**Supplied records**

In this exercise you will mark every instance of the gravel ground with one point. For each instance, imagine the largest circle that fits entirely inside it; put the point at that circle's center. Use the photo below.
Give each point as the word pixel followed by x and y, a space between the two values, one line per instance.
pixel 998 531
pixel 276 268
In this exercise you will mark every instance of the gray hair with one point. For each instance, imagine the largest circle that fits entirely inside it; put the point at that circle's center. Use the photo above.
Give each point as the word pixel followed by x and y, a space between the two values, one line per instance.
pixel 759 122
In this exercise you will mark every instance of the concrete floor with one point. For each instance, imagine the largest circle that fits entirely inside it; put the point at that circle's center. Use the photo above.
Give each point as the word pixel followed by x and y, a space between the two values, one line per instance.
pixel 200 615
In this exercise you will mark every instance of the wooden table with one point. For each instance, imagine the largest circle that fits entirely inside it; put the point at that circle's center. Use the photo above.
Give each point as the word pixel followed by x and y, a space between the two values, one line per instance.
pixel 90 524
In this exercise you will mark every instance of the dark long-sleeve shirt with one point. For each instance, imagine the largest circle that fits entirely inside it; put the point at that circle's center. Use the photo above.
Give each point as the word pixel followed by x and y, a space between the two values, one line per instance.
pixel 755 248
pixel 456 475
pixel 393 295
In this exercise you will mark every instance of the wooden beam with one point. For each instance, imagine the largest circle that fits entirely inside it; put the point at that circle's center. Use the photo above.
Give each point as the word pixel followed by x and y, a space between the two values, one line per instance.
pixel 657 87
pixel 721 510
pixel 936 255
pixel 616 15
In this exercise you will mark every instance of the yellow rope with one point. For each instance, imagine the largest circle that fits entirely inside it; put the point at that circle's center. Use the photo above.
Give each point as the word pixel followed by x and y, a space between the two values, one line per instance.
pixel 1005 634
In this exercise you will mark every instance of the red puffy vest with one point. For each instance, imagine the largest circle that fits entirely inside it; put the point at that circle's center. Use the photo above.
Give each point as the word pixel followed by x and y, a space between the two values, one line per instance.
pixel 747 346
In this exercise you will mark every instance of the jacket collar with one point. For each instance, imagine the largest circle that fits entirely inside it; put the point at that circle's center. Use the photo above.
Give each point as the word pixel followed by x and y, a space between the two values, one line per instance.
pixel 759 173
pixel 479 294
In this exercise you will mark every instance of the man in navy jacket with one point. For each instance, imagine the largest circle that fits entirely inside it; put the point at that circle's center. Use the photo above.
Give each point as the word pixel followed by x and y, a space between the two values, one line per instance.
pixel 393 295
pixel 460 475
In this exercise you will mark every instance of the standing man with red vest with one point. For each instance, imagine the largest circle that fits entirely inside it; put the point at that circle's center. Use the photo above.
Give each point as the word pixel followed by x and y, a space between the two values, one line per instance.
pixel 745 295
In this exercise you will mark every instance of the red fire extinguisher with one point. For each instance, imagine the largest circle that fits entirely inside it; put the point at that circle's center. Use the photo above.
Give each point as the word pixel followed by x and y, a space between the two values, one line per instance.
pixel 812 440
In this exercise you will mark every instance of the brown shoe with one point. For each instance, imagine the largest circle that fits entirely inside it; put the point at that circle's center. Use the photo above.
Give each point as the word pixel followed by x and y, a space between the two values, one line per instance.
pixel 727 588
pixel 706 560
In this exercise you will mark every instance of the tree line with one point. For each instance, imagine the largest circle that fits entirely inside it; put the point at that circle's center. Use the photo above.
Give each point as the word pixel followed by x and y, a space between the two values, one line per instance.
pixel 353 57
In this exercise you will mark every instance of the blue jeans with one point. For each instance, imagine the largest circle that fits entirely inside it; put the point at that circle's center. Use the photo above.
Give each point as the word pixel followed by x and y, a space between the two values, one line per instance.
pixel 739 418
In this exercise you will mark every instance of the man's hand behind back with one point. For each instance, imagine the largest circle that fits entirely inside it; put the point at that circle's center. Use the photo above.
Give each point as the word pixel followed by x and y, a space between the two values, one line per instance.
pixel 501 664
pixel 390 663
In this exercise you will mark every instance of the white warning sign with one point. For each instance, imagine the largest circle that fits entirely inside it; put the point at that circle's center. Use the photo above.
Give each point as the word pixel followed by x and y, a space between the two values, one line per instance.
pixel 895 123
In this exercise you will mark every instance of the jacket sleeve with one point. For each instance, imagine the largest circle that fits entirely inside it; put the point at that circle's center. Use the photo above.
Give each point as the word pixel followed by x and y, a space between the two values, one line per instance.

**Requirement**
Update the records above by changing "one line per instance" to "each on its own line" wherever it occurs, leaving every other word the same.

**Answer for the task**
In this exercise you will mark every instance of the gravel ground with one point. For each instance, imagine the largest circle that fits entirely inside it; put the point at that circle's center. Use the photo below.
Give each point as the word pixel followed by x and y, a space between the two values, each on its own line.
pixel 998 531
pixel 276 268
In this exercise you will mark every instance of the gray hair with one point. For each instance, imagine the largest circle that fits entirely inside it; put the point at that circle's center. Use the photo above.
Give each point as the word pixel followed by x and y, a space between the two values, each on its own line.
pixel 759 122
In this exercise you will mark every instance of the concrete floor with one point. For each instance, imagine the largest circle that fits entirely inside it; put the point at that circle's center. Use the photo above.
Give each point as the word pixel followed by x and y, a space between the two values, each on its own line.
pixel 200 615
In this exercise you will mark every instance of the wooden table with one point. For each instance, imagine the largest circle that fits entirely inside it; put the point at that circle's center. Use the photo above.
Give each point as the word pixel followed by x and y, a space between the two values, each on its own line.
pixel 90 524
In this exercise you will mark every instance of the dark long-sleeve shirt with one point. For each instance, imagine the largest circle that fits entirely inside it; put the point at that circle's center. Use the photo above.
Give each point as the word pixel followed by x and y, a space between the two values, each on its own line.
pixel 755 248
pixel 456 475
pixel 393 295
In this exercise you will mark every instance of the wooden beam with one point. For each instance, imagine the largest circle that fits entirely inside it; put the point at that circle's center. Use the photo above.
Give each point as the word pixel followed by x and y, a space between the two values, each on its own line.
pixel 657 87
pixel 721 510
pixel 936 255
pixel 616 15
In this exercise you will mark every instance of the yellow rope with one point. For each instance, imagine the largest circle that fits entirely inside it; put the point at that circle's center. Use the photo above.
Give each point as the word pixel followed by x and y, a space between the two values, each on its own line.
pixel 1005 634
In this exercise you will mark every instance of the red puffy vest with one point. For each instance, imagine the largest circle that fits entirely inside it; put the point at that circle's center. Use the photo above.
Give each point as the word pixel followed by x and y, a space between the two values, each on its own line.
pixel 747 346
In this exercise you will mark every instance of the jacket collar with one point. For each instance, imagine the largest circle that fits entirely inside it; put the point at that circle's center. Use the photo above.
Give each point as the word pixel followed by x and y, a space between the two values, each on its own line.
pixel 759 173
pixel 479 294
In this exercise you will mark every instance of the man in navy jacket with one point. For each instance, imagine the largest circle that fits entirely inside it; put the point at that circle's center. Use the photo above.
Give each point as the word pixel followed by x and y, a space between the two values, each on its own line.
pixel 393 295
pixel 460 475
In this exercise you will mark every instance of the standing man with red vest with one point. For each instance, imagine the largest circle that fits entirely inside it; put the point at that circle's center. Use the photo above.
Give each point as the word pixel followed by x and y, a space between the two values, each on its own line.
pixel 745 295
In this exercise you will mark every instance of the red fire extinguisher with one point. For each instance, imagine the largest circle that fits entirely inside it; put the point at that circle's center. Use the photo above.
Give each point as the word pixel followed by x and y, a space between the two values, each on its own line.
pixel 812 440
In this exercise you will mark every instance of the brown shoe with one point. For each instance, imagine the largest circle that fits entirely inside it; put the point at that circle's center. Use the photo above.
Give each point as the word pixel followed by x and y, a space between the two values, each on its own line.
pixel 727 588
pixel 706 560
In this exercise you will mark every instance of the tree line with one point. For each instance, imagine the largest circle that fits entirely inside it; put the point at that circle's center. Use the photo above.
Give each point as the word pixel followed by x and y, a space between the two values, each on its own line.
pixel 353 57
In this exercise you will mark every instance of the blue jeans with one point. For each instance, imagine the largest circle that fits entirely inside it; put the point at that circle's center. Use the photo above.
Give each point as the word pixel followed by x and y, a space between the two values, each on its own line.
pixel 739 418
In this exercise you will mark every instance of the man's hand behind back with one point. For each instance, imagine the largest circle that fits entirely inside it; put the point at that circle's center. Use the photo above.
Give each point as the word pixel followed by x and y, a space between the two values, each on its own line.
pixel 501 664
pixel 390 663
In this exercise you will mark every instance of the white warning sign with one point. For each instance, imagine the largest circle that fits entirely inside it; put the point at that circle's center. Use the photo above.
Give each point as the word pixel followed by x and y, a space between the two values, each on its own line.
pixel 895 123
In this exercise you will mark every instance of the jacket sleeve with one point. For each instance, imagine the largest circle that fits entirely inside it; put the point at that circle's center. Use the photo above.
Give each point as the word pixel followed by x and y, a space between the two values, each on its own line.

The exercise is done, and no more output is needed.